Image object location entries:
## start

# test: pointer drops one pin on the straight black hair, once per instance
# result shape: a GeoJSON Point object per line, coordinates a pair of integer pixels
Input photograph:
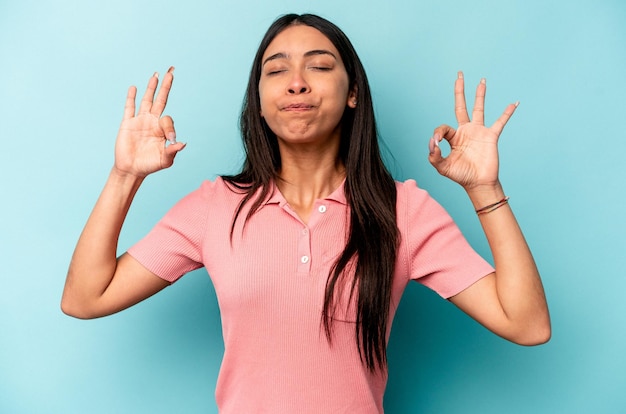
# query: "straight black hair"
{"type": "Point", "coordinates": [366, 265]}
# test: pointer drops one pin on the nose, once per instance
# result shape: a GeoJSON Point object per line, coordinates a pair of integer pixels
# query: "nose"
{"type": "Point", "coordinates": [297, 84]}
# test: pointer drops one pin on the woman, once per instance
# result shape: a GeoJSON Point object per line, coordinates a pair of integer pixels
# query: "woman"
{"type": "Point", "coordinates": [311, 246]}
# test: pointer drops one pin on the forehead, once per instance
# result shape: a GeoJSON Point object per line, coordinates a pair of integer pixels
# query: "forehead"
{"type": "Point", "coordinates": [298, 39]}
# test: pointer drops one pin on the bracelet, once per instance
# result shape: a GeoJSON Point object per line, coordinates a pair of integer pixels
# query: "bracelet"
{"type": "Point", "coordinates": [492, 207]}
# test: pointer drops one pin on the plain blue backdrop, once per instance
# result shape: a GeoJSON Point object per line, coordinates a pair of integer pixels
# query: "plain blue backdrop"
{"type": "Point", "coordinates": [66, 68]}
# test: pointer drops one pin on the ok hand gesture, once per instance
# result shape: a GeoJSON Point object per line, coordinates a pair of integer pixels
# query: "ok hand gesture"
{"type": "Point", "coordinates": [141, 147]}
{"type": "Point", "coordinates": [473, 159]}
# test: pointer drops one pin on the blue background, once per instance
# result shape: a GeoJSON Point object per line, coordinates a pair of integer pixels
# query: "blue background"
{"type": "Point", "coordinates": [66, 66]}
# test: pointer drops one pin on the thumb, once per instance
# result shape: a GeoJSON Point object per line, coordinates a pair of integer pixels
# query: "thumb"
{"type": "Point", "coordinates": [435, 158]}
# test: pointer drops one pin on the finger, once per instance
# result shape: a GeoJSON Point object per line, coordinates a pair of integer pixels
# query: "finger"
{"type": "Point", "coordinates": [161, 100]}
{"type": "Point", "coordinates": [478, 114]}
{"type": "Point", "coordinates": [167, 125]}
{"type": "Point", "coordinates": [444, 132]}
{"type": "Point", "coordinates": [148, 96]}
{"type": "Point", "coordinates": [460, 108]}
{"type": "Point", "coordinates": [436, 159]}
{"type": "Point", "coordinates": [129, 108]}
{"type": "Point", "coordinates": [170, 153]}
{"type": "Point", "coordinates": [499, 124]}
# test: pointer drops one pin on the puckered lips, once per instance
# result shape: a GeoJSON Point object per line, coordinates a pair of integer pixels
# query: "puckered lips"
{"type": "Point", "coordinates": [297, 107]}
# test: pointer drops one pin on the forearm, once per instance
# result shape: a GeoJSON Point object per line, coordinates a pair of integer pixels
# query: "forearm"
{"type": "Point", "coordinates": [94, 260]}
{"type": "Point", "coordinates": [517, 282]}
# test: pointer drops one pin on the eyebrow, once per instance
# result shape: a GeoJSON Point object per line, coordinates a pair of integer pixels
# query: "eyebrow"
{"type": "Point", "coordinates": [282, 55]}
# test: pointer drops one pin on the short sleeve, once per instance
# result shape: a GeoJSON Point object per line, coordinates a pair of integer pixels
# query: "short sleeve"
{"type": "Point", "coordinates": [436, 253]}
{"type": "Point", "coordinates": [174, 246]}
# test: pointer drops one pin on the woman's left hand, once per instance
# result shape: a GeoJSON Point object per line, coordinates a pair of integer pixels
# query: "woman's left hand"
{"type": "Point", "coordinates": [473, 158]}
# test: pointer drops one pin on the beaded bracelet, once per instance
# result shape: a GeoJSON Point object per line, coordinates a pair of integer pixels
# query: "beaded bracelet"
{"type": "Point", "coordinates": [492, 207]}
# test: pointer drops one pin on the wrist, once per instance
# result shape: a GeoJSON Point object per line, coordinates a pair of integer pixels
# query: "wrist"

## end

- _Work to do_
Quote the items from the line containing "# test: pointer drops one pin on the woman's" through the end of the items, including both ends.

- _Correct answer_
# test: pointer drops one pin on the woman's left hand, once per instance
# result shape: a GeoJSON Point object per line, coordinates a pair of integer pixels
# query: "woman's left hand"
{"type": "Point", "coordinates": [473, 158]}
# test: pointer drops one pin on the beaded bracelet, once per instance
# result shape: a GeoJSON Point object per line, coordinates a pair of integer pixels
# query: "beaded bracelet"
{"type": "Point", "coordinates": [492, 207]}
# test: pointer drops one pin on the wrist, once per instance
# result shape: a GeoJSON Point object per line, coordinates a pair of integer pixels
# query: "wrist"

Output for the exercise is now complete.